● What you are asked to do: With the line containing "If you could tag the black tail" as the start and the line containing "If you could tag the green leaf in the photo below" as the end, transcribe that span of the entries below exactly, including both.

(Source records Opens)

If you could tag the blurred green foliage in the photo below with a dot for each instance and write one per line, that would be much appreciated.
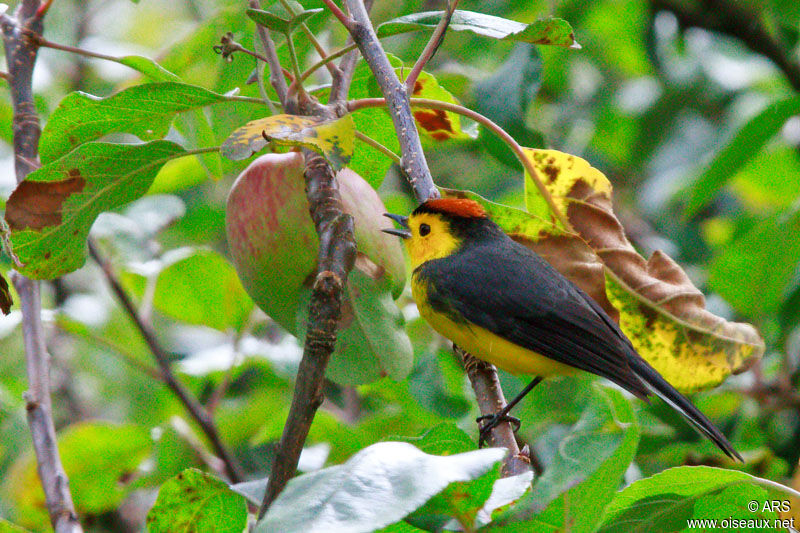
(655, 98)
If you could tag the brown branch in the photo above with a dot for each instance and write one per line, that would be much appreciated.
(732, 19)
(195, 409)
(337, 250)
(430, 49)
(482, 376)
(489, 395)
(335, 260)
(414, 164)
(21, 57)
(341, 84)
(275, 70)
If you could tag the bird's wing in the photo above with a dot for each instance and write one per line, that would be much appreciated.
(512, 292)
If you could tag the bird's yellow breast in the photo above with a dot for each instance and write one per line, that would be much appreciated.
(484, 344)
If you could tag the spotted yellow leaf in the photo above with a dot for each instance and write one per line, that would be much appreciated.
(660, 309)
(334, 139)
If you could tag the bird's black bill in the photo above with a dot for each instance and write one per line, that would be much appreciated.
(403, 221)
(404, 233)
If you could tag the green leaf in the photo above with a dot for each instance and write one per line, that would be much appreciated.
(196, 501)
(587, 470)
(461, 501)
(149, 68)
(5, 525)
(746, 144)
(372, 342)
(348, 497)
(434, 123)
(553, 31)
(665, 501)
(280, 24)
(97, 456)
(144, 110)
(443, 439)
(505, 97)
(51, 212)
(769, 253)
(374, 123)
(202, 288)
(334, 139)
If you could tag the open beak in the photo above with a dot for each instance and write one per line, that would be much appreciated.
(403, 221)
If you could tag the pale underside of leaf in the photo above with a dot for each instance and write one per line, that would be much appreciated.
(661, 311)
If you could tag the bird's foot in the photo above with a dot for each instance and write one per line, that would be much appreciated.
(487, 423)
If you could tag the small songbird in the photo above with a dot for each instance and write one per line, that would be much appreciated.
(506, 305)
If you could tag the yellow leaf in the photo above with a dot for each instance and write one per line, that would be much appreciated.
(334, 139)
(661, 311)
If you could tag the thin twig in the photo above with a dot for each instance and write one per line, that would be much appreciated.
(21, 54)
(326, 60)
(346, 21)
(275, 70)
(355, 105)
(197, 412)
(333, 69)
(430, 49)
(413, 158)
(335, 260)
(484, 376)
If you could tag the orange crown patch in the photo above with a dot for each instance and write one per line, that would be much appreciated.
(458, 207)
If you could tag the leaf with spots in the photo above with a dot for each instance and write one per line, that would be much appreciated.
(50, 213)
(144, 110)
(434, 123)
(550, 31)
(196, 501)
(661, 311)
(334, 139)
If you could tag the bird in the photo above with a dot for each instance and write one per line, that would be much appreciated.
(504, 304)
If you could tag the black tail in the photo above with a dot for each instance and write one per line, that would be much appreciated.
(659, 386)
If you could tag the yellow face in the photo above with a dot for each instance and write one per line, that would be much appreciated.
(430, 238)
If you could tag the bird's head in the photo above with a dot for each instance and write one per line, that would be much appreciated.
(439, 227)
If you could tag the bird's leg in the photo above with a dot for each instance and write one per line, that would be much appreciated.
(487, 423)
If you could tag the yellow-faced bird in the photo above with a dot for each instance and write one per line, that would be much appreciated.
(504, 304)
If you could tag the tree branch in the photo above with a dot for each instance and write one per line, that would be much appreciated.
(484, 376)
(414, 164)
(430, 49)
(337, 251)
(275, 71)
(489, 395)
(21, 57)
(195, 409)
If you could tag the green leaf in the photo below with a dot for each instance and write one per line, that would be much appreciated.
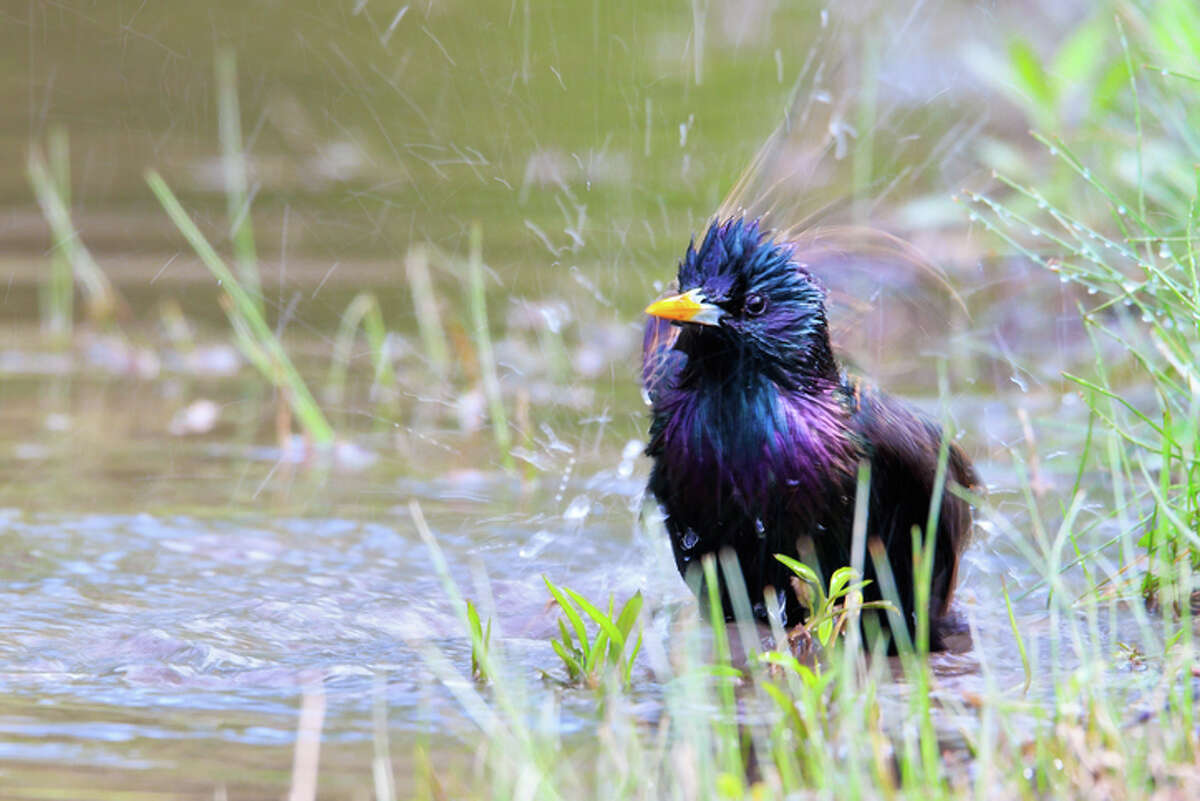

(Source records Closes)
(Source records Opens)

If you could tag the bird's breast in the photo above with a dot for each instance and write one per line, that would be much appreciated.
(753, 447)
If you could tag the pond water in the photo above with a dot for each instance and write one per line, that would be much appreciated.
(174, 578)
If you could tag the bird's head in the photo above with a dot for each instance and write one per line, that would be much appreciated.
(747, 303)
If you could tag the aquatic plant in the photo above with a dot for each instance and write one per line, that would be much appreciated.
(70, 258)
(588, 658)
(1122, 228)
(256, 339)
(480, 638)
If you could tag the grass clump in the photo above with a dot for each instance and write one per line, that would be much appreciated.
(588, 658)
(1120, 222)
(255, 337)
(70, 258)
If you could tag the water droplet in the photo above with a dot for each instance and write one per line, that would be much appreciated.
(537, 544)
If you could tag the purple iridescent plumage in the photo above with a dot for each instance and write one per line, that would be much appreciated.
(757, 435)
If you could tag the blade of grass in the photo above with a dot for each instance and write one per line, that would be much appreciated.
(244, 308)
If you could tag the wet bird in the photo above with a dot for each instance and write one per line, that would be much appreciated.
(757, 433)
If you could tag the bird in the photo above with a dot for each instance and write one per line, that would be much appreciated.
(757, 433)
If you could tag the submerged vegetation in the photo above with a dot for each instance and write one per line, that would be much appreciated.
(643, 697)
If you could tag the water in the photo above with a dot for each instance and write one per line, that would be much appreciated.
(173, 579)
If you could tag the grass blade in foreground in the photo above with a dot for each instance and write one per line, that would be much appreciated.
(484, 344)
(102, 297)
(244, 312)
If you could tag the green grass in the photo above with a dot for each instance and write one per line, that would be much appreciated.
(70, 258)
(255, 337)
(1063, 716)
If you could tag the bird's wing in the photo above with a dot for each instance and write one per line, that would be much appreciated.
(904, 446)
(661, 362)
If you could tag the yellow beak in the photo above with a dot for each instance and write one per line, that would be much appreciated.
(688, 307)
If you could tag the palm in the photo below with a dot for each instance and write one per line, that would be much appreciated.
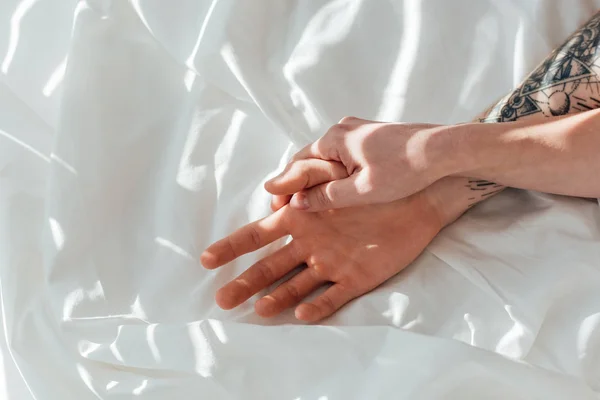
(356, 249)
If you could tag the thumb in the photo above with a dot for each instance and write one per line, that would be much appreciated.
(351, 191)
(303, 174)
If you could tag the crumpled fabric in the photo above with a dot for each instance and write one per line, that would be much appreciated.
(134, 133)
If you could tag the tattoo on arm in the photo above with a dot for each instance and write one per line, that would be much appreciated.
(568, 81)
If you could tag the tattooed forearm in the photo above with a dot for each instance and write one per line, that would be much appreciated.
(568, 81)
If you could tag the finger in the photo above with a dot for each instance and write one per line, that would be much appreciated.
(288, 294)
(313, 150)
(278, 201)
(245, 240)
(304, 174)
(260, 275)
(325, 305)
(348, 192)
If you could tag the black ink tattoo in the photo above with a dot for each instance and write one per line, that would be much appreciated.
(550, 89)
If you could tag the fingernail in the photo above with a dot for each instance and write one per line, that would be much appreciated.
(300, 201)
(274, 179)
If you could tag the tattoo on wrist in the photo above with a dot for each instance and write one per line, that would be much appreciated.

(Source records Closes)

● Written response:
If you could tag the black tail in the photo above with a dot for each instance and write one per line, that would be much appreciated.
(659, 386)
If you could tag the yellow face in the photo above with a dot for each instance and write one per line, that would be much appreciated.
(430, 238)
If you could tag the bird's head in the photo above with a dot for each instance and write one per line, that would be much appreciated.
(439, 227)
If you could tag the bird's leg in the photo above with a dot for each instance and write one per line, that would be much appreciated.
(487, 423)
If you could tag the yellow-faced bird in the photo above with a dot for each instance and write one per line, that would be much appreciated.
(504, 304)
If you could tag the tree branch in the photo above with a dot for each instance and write one per line, that would be much appreciated.
(484, 376)
(414, 164)
(430, 49)
(337, 251)
(275, 71)
(489, 395)
(21, 57)
(195, 409)
If you could tag the green leaf in the photo below with a dot for each instance and write one per line, that would be much appreciated.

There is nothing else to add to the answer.